WHAT THE EXERCISE ASKS: The answer must be the complete listing, copied exactly.
● ● ●
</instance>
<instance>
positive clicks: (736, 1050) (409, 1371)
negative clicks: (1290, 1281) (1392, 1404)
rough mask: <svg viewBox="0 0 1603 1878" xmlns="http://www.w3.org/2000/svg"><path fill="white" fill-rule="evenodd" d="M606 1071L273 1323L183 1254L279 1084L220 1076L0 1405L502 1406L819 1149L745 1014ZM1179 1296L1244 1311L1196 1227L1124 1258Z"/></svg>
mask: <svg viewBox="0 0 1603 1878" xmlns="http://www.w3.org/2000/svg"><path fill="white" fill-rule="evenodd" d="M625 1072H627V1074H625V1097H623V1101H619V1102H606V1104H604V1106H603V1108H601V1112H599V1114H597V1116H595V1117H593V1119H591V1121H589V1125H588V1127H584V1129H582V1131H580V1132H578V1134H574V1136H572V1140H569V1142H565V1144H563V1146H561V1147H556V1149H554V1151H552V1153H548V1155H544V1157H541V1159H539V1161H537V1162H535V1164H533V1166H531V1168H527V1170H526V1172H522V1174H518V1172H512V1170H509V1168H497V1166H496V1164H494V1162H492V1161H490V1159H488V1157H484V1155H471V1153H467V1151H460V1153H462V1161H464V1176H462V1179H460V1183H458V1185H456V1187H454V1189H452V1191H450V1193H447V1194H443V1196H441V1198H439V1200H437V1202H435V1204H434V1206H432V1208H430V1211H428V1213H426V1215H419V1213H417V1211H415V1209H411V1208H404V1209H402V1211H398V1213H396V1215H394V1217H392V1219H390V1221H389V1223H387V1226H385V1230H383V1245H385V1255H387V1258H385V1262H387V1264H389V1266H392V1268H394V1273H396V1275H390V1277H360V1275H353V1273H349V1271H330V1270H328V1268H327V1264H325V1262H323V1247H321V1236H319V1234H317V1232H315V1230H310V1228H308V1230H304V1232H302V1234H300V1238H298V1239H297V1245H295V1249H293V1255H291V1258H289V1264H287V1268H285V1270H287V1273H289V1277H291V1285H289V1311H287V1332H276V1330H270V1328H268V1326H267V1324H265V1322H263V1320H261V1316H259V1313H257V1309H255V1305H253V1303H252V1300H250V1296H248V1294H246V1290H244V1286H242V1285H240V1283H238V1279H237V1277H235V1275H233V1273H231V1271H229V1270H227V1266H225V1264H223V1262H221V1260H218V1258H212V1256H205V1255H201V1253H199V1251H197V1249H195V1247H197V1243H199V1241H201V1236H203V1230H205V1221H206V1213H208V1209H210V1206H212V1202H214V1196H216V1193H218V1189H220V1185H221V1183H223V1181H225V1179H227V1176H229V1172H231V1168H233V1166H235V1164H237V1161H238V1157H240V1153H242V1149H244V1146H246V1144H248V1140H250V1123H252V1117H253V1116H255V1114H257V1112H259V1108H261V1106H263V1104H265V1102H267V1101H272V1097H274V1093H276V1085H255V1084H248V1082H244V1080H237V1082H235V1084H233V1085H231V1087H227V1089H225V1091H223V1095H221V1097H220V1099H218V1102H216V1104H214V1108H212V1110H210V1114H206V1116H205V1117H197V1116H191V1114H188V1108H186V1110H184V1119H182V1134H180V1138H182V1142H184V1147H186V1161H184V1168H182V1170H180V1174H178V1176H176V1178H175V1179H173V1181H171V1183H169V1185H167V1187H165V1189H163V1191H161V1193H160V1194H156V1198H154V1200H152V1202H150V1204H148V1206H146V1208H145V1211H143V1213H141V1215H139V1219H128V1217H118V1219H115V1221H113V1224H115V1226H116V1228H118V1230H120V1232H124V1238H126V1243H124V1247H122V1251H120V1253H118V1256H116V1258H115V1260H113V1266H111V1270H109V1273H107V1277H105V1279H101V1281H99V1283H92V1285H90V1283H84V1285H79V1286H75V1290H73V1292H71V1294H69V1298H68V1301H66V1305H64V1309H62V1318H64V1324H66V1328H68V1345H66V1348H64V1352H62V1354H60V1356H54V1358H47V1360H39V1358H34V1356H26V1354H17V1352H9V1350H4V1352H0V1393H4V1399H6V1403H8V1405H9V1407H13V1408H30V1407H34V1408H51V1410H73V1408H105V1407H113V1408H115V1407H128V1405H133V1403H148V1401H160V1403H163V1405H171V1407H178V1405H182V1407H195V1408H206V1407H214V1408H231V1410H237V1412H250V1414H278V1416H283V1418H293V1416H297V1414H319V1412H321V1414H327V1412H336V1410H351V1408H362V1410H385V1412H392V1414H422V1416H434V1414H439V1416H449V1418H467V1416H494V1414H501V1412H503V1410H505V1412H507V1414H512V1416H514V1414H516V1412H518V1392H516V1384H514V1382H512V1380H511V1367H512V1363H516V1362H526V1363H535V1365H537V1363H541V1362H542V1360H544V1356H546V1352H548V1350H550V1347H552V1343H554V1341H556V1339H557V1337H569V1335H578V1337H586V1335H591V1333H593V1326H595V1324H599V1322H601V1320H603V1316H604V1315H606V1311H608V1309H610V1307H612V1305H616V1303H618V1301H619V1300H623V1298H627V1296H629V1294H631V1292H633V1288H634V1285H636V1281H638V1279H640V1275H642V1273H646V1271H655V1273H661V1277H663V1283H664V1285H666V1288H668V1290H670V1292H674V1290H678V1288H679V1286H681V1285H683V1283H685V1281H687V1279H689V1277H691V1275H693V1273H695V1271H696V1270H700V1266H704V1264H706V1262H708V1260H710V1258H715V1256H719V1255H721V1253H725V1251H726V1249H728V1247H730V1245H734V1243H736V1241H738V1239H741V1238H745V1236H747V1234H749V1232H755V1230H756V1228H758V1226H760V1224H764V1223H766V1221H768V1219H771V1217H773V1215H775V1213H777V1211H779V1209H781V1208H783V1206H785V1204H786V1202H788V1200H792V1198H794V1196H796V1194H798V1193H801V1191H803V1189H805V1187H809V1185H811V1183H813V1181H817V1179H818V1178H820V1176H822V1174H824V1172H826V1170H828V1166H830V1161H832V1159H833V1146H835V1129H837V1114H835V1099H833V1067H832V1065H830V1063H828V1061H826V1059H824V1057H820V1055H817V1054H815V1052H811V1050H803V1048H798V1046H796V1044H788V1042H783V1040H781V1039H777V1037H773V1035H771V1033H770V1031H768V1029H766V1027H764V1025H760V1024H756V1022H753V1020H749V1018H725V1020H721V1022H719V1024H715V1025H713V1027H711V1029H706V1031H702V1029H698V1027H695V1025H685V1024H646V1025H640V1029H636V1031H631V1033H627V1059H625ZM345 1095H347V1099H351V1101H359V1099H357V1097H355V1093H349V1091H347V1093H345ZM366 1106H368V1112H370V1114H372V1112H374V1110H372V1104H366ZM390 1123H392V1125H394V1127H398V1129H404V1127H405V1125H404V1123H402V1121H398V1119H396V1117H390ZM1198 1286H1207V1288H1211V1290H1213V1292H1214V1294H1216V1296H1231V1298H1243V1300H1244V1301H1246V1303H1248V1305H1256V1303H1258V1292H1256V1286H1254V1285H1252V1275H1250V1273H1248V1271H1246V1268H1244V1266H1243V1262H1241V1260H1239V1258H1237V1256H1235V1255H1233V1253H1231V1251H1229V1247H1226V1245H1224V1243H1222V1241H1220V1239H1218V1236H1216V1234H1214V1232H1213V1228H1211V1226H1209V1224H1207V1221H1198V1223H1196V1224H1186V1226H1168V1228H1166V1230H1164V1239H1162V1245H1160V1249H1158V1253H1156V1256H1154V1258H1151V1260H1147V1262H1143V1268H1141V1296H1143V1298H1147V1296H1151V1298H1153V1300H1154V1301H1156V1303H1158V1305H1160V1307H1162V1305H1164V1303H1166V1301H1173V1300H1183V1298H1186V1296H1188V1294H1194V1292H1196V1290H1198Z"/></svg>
● ● ●
YOUR SOLUTION:
</instance>
<instance>
positive clicks: (736, 1050) (409, 1371)
negative clicks: (1290, 1281) (1392, 1404)
rough mask: <svg viewBox="0 0 1603 1878" xmlns="http://www.w3.org/2000/svg"><path fill="white" fill-rule="evenodd" d="M606 1071L273 1323L183 1254L279 1084L220 1076L0 1405L502 1406L819 1149L745 1014ZM1179 1296L1244 1311L1196 1227L1124 1258Z"/></svg>
mask: <svg viewBox="0 0 1603 1878" xmlns="http://www.w3.org/2000/svg"><path fill="white" fill-rule="evenodd" d="M625 1072H627V1074H625V1097H623V1101H619V1102H606V1104H604V1106H603V1108H601V1112H599V1114H597V1116H595V1117H593V1119H591V1121H589V1125H588V1127H584V1129H582V1131H580V1132H578V1134H574V1136H572V1140H569V1142H565V1144H563V1146H561V1147H556V1149H554V1151H552V1153H548V1155H544V1157H541V1159H539V1161H537V1162H535V1164H533V1166H531V1168H527V1170H526V1172H522V1174H518V1172H512V1170H509V1168H497V1166H496V1164H494V1162H492V1161H490V1159H488V1157H484V1155H471V1153H467V1151H460V1153H462V1161H464V1176H462V1179H460V1183H458V1185H456V1187H454V1189H452V1191H450V1193H447V1194H443V1196H441V1198H439V1200H437V1202H435V1204H434V1206H432V1208H430V1211H428V1213H426V1215H419V1213H417V1211H415V1209H411V1208H404V1209H402V1211H398V1213H396V1215H394V1217H392V1219H390V1221H389V1223H387V1226H385V1230H383V1245H385V1255H387V1258H385V1262H387V1264H389V1266H392V1268H394V1273H396V1275H390V1277H360V1275H353V1273H349V1271H330V1270H328V1268H327V1264H325V1262H323V1247H321V1236H319V1234H317V1232H315V1230H310V1228H308V1230H304V1232H302V1234H300V1238H298V1239H297V1245H295V1249H293V1255H291V1258H289V1264H287V1268H285V1270H287V1273H289V1277H291V1285H289V1311H287V1332H276V1330H270V1328H268V1326H267V1324H265V1322H263V1320H261V1316H259V1313H257V1309H255V1305H253V1303H252V1300H250V1296H248V1294H246V1290H244V1286H242V1285H240V1283H238V1279H237V1277H235V1275H233V1273H231V1271H229V1270H227V1266H225V1264H223V1262H221V1260H218V1258H212V1256H205V1255H201V1253H199V1251H197V1249H195V1247H197V1243H199V1241H201V1236H203V1230H205V1221H206V1213H208V1209H210V1206H212V1202H214V1196H216V1193H218V1189H220V1185H221V1183H223V1181H225V1179H227V1176H229V1172H231V1168H233V1166H235V1164H237V1161H238V1157H240V1153H242V1149H244V1146H246V1144H248V1140H250V1123H252V1117H253V1116H255V1114H257V1112H259V1108H261V1106H263V1104H265V1102H267V1101H272V1097H274V1093H276V1085H255V1084H248V1082H244V1080H237V1082H235V1084H233V1085H231V1087H227V1089H225V1091H223V1095H221V1097H220V1099H218V1102H216V1104H214V1108H212V1110H210V1114H206V1116H205V1117H197V1116H191V1114H188V1108H186V1110H184V1119H182V1134H180V1138H182V1142H184V1147H186V1161H184V1168H182V1170H180V1174H178V1176H176V1178H175V1179H173V1181H171V1183H169V1185H167V1187H165V1189H163V1191H161V1193H160V1194H156V1198H154V1200H152V1202H150V1204H148V1206H146V1208H145V1211H143V1213H141V1215H139V1219H128V1217H118V1219H115V1221H113V1224H115V1226H116V1228H118V1230H120V1232H124V1238H126V1243H124V1247H122V1251H120V1253H118V1256H116V1258H115V1260H113V1266H111V1270H109V1273H107V1277H105V1279H101V1281H99V1283H92V1285H90V1283H84V1285H79V1286H75V1290H73V1292H71V1294H69V1298H68V1301H66V1305H64V1309H62V1318H64V1324H66V1328H68V1345H66V1348H64V1352H62V1354H60V1356H54V1358H47V1360H39V1358H34V1356H26V1354H17V1352H9V1350H4V1352H0V1393H4V1399H6V1403H8V1405H9V1407H13V1408H30V1407H34V1408H51V1410H73V1408H105V1407H113V1408H115V1407H128V1405H133V1403H148V1401H160V1403H163V1405H171V1407H178V1405H182V1407H195V1408H206V1407H214V1408H231V1410H237V1412H250V1414H278V1416H283V1418H293V1416H297V1414H319V1412H321V1414H327V1412H336V1410H351V1408H362V1410H385V1412H392V1414H422V1416H434V1414H439V1416H449V1418H467V1416H494V1414H501V1412H503V1410H505V1412H507V1414H512V1416H514V1414H516V1412H518V1392H516V1384H514V1382H512V1380H511V1367H512V1363H516V1362H526V1363H535V1365H537V1363H541V1362H542V1360H544V1356H546V1352H548V1350H550V1347H552V1343H554V1341H556V1339H557V1337H569V1335H578V1337H586V1335H591V1333H593V1326H595V1324H599V1322H601V1320H603V1316H604V1315H606V1311H608V1309H610V1307H612V1305H616V1303H618V1301H619V1300H623V1298H627V1296H629V1294H631V1292H633V1288H634V1285H636V1281H638V1279H640V1275H642V1273H646V1271H655V1273H661V1277H663V1283H664V1285H666V1288H668V1290H670V1292H674V1290H678V1288H679V1286H681V1285H683V1283H685V1281H687V1279H689V1277H691V1275H693V1273H695V1271H696V1270H700V1266H704V1264H706V1262H708V1260H710V1258H715V1256H719V1255H721V1253H725V1251H726V1249H728V1247H730V1245H734V1243H736V1241H738V1239H741V1238H745V1236H747V1234H749V1232H755V1230H756V1228H758V1226H760V1224H764V1223H766V1221H768V1219H771V1217H773V1215H775V1213H777V1211H779V1209H781V1208H783V1206H785V1204H786V1202H788V1200H792V1198H794V1196H796V1194H798V1193H801V1191H803V1189H805V1187H809V1185H811V1183H813V1181H817V1179H818V1178H820V1176H822V1174H824V1172H826V1170H828V1166H830V1161H832V1159H833V1146H835V1129H837V1114H835V1099H833V1067H832V1065H830V1063H828V1061H826V1059H824V1057H820V1055H817V1054H815V1052H811V1050H803V1048H798V1046H796V1044H788V1042H783V1040H781V1039H777V1037H773V1035H771V1033H770V1031H768V1029H766V1027H764V1025H760V1024H756V1022H753V1020H749V1018H725V1020H721V1022H719V1024H715V1025H713V1027H711V1029H706V1031H702V1029H698V1027H695V1025H685V1024H646V1025H640V1029H636V1031H631V1033H627V1059H625ZM345 1095H347V1099H351V1101H359V1099H357V1097H355V1093H349V1091H347V1093H345ZM366 1106H368V1112H370V1114H372V1112H374V1110H372V1104H366ZM390 1123H392V1125H394V1127H398V1129H404V1127H405V1125H404V1123H402V1121H398V1119H396V1117H390ZM1198 1286H1207V1288H1211V1290H1213V1292H1214V1294H1216V1296H1231V1298H1243V1300H1244V1301H1246V1303H1248V1305H1256V1303H1258V1292H1256V1286H1254V1285H1252V1275H1250V1273H1248V1271H1246V1268H1244V1266H1243V1262H1241V1260H1239V1258H1237V1256H1235V1255H1233V1253H1231V1251H1229V1247H1226V1245H1224V1243H1222V1241H1220V1239H1218V1236H1216V1234H1214V1232H1213V1228H1211V1226H1209V1224H1207V1221H1198V1223H1196V1224H1186V1226H1168V1228H1166V1230H1164V1239H1162V1245H1160V1249H1158V1253H1156V1256H1154V1258H1151V1260H1147V1262H1143V1268H1141V1296H1143V1298H1147V1296H1151V1298H1153V1300H1154V1301H1156V1303H1158V1305H1160V1307H1162V1305H1164V1303H1166V1301H1173V1300H1183V1298H1186V1296H1188V1294H1194V1292H1196V1290H1198Z"/></svg>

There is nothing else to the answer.